▶ Instructions:
A) Repeat the page excerpt word for word from "# add scatter" to "fit this data.".
B) Summarize the page excerpt in two sentences.

▶ Page excerpt:

Here I want to back away from the philosophical debate and go back to more practical issues: in particular, demonstrating how you can apply these Bayesian ideas in Python. The workhorse of modern Bayesianism is the Markov Chain Monte Carlo (MCMC), a class of algorithms used to efficiently sample posterior distributions.

Below I'll explore three mature Python packages for performing Bayesian analysis via MCMC:

  • emcee: the MCMC Hammer
  • pymc: Bayesian Statistical Modeling in Python
  • pystan: The Python Interface to Stan

I won't be so much concerned with speed benchmarks between the three, as much as a comparison of their respective APIs. This post is not meant to be a tutorial in any of the three; each of them is well documented and the links above include introductory tutorials for that purpose. Rather, what I want to do here is a side-by-side comparison which will give a feel for how each package is used. I'll propose a single relatively non-trivial test problem, and show the implementation and results of this problem using all three packages. Hopefully by seeing the three approaches side-by-side, you can choose which package might be best suited for your particular application.

Test Problem: Line of Best Fit

For our test problem, we'll do a three-parameter model which fits a straight line to data. The parameters will be the slope, the intercept, and the scatter about the line; the scatter in this case will be treated as a nuisance parameter.

The Data

Let's define some data that we'll work with:

In [1]:
%matplotlib inline
import matplotlib.pyplot as plt
import numpy as np

np.random.seed(42)
theta_true = (25, 0.5)
xdata = 100 * np.random.random(20)
ydata = theta_true[0] + theta_true[1] * xdata

# add scatter to points
xdata = np.random.normal(xdata, 10)
ydata = np.random.normal(ydata, 10)
In [2]:
plt.plot(xdata, ydata, 'ok')
plt.xlabel('x')
plt.ylabel('y');

The data are clearly correlated, and we'll assume that we don't know the errors. Let's construct a linear model to fit this data.

The Model: Slope, Intercept, & Unknown Scatter

Recall that Bayes' theorem gives

$$ P(\theta~|~D) \propto P(D~|~\theta) P(\theta) $$

Where $D$ represents the observed data, and $\theta$ represents the model.

▶ Material provided:
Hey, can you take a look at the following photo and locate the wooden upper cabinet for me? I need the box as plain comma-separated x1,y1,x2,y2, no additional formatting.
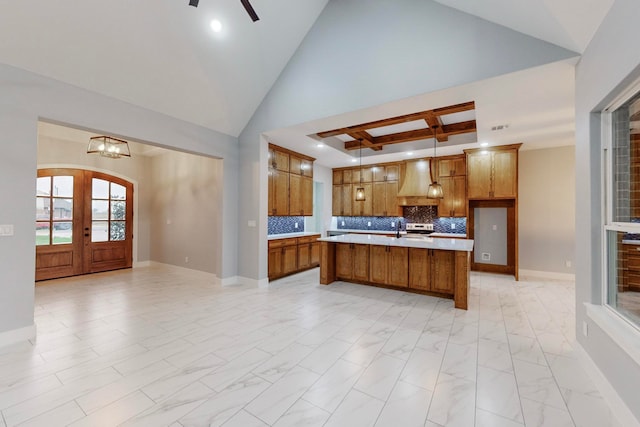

▶ Answer set:
A)
# add scatter to points
xdata = np.random.normal(xdata, 10)
ydata = np.random.normal(ydata, 10)
In [2]:
plt.plot(xdata, ydata, 'ok')
plt.xlabel('x')
plt.ylabel('y');

The data are clearly correlated, and we'll assume that we don't know the errors. Let's construct a linear model to fit this data.

B) The page excerpt shows how Bayesian ideas can be applied in Python through Markov Chain Monte Carlo. It compares the APIs of three packages (emcee, pymc, and pystan) rather than their speed by implementing one test problem in each: a three-parameter model that fits a straight line to data, with the slope, the intercept, and the scatter about the line as parameters and the scatter treated as a nuisance parameter.